Texte fourni:
FONDATEUR DU SYNDICALISME AUTONOME DES PARTIS POLITIQUES ET FAROUCHE ADVERSAIRE DU PRÉSIDENT ABDOU DIOUF : Mademba Sock conté comme jamais par ses camarades

 
Mademba Sock, fondateur du syndicalisme autonome au Sénégal, a bâti sa réputation lors de la célèbre grève de 1998 qui avait conduit tout le pays à un blackout total durant plusieurs heures. Une grève longue et dure qui a eu des répercussions dans tous les domaines d’activités. Politiquement, cette grève de 1998 avait contribué à la chute du régime socialiste après 40 ans de règne. Le pionnier de cette grève, l’ex SG du Sutelec, décédé à Paris le 15 juin dernier, fondateur de l’Union nationale des syndicats autonomes du Sénégal (Unsas), première centrale qui ne dépendait d’aucun parti politique, a révolutionné le mouvement syndical.
 
Né en 1959, Mademba Sock a commencé à se distinguer dès les années 1990 en tant que secrétaire général du Syndicat unique des travailleurs de l’électricité (Sutelec). « Mademba Sock est quelqu’un qui a vécu le mouvement syndical en plein. Il s’est beaucoup donné pour l’autonomie syndicale avec la création du Sutelec. C’est vrai qu’il a bâti sa réputation grâce à la grève du Sutelec de 1998. Cette grève a été le point nodal de sa maturation syndicale. Il a été candidat à la présidentielle de 2000 », témoigne Elimane Diouf, SG de la Confédération des syndicats du Sénégal, à l’annonce de son décès.

À faire:
A - Traduisez en anglais cette phrase de l'article sur Mademba Sock : « Politiquement, cette grève de 1998 avait contribué à la chute du régime socialiste après 40 ans de règne. »
B - Mettez s'il vous plaît dans un tableau Markdown les lignes de la liste, en commençant au début de la liste et en terminant à la ligne qui contient « point(517, 214) ». Utilisez les colonnes « N° » et « Ligne », sans reprendre les lignes vides.

[Entrées d'un jeu de données de pointage]
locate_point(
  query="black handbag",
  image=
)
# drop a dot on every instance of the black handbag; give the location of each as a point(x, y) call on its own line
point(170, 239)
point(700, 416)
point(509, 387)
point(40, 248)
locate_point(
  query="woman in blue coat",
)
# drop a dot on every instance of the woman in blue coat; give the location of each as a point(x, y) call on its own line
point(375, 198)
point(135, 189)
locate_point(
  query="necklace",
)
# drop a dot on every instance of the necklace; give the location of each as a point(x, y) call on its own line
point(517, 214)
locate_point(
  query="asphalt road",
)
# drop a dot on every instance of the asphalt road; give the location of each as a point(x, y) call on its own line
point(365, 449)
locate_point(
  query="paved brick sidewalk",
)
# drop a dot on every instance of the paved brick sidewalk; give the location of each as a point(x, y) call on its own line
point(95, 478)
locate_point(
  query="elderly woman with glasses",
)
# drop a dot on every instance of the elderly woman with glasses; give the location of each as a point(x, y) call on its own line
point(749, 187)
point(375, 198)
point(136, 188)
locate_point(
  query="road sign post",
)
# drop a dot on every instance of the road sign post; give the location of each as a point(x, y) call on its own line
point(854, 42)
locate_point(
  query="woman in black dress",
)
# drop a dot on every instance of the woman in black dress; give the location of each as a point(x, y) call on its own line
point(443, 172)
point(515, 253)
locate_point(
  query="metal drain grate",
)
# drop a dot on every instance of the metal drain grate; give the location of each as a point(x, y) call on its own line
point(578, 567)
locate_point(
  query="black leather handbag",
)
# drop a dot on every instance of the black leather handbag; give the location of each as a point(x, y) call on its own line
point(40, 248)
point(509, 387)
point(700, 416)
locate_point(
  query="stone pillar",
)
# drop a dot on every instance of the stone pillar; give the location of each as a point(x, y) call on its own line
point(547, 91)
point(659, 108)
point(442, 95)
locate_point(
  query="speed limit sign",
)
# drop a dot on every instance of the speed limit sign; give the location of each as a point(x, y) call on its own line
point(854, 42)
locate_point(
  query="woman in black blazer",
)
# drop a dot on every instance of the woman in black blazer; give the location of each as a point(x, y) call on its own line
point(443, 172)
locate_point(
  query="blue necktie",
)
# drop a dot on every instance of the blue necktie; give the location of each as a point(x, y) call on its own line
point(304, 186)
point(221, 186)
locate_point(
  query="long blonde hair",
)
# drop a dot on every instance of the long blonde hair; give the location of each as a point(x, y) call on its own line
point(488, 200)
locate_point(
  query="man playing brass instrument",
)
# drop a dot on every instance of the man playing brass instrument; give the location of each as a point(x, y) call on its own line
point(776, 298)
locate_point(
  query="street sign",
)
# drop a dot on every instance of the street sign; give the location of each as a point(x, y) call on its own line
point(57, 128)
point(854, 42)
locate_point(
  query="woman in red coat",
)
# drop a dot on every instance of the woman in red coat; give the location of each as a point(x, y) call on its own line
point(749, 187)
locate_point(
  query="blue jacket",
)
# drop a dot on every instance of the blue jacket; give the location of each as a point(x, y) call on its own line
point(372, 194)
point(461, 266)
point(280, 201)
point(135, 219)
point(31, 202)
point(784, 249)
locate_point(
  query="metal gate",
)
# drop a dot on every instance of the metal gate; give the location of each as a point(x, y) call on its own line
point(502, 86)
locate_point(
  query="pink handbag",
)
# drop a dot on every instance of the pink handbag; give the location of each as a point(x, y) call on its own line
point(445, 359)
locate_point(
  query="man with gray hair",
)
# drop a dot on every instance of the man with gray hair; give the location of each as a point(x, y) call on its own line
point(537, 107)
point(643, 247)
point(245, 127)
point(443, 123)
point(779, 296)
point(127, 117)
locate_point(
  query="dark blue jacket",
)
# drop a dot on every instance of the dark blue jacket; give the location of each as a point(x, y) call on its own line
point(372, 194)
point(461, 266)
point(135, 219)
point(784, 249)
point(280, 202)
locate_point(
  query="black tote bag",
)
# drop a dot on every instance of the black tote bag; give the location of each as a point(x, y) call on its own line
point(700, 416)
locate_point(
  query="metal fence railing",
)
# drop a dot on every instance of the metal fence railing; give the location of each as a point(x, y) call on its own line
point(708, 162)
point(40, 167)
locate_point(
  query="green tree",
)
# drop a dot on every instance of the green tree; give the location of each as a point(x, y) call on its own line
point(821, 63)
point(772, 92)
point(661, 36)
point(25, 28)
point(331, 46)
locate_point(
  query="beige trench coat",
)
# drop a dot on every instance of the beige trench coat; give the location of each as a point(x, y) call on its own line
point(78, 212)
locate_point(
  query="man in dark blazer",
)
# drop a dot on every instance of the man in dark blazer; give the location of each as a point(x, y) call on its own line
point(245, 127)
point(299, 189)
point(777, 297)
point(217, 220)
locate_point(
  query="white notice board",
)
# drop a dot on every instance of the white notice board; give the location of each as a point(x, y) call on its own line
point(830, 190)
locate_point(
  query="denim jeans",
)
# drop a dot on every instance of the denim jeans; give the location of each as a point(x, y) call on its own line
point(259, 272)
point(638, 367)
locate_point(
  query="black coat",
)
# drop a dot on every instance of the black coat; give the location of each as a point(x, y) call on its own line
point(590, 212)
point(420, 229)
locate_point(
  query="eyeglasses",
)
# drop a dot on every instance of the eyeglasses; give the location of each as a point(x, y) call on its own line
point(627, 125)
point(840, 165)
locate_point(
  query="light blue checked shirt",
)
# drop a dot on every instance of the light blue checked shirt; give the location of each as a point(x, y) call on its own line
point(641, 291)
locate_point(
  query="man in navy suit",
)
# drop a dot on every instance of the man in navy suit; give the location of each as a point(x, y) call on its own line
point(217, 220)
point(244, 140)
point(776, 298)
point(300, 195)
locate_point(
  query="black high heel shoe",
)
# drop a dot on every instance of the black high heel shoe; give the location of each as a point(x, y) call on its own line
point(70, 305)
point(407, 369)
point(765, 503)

Corrigé des exercices:
A - Politically, this 1998 strike had contributed to the fall of the Socialist regime after 40 years in power.

B -
| N° | Ligne |
|---|---|
| 1 | locate_point( |
| 2 |   query="black handbag", |
| 3 |   image= |
| 4 | ) |
| 5 | # drop a dot on every instance of the black handbag; give the location of each as a point(x, y) call on its own line |
| 6 | point(170, 239) |
| 7 | point(700, 416) |
| 8 | point(509, 387) |
| 9 | point(40, 248) |
| 10 | locate_point( |
| 11 |   query="woman in blue coat", |
| 12 | ) |
| 13 | # drop a dot on every instance of the woman in blue coat; give the location of each as a point(x, y) call on its own line |
| 14 | point(375, 198) |
| 15 | point(135, 189) |
| 16 | locate_point( |
| 17 |   query="necklace", |
| 18 | ) |
| 19 | # drop a dot on every instance of the necklace; give the location of each as a point(x, y) call on its own line |
| 20 | point(517, 214) |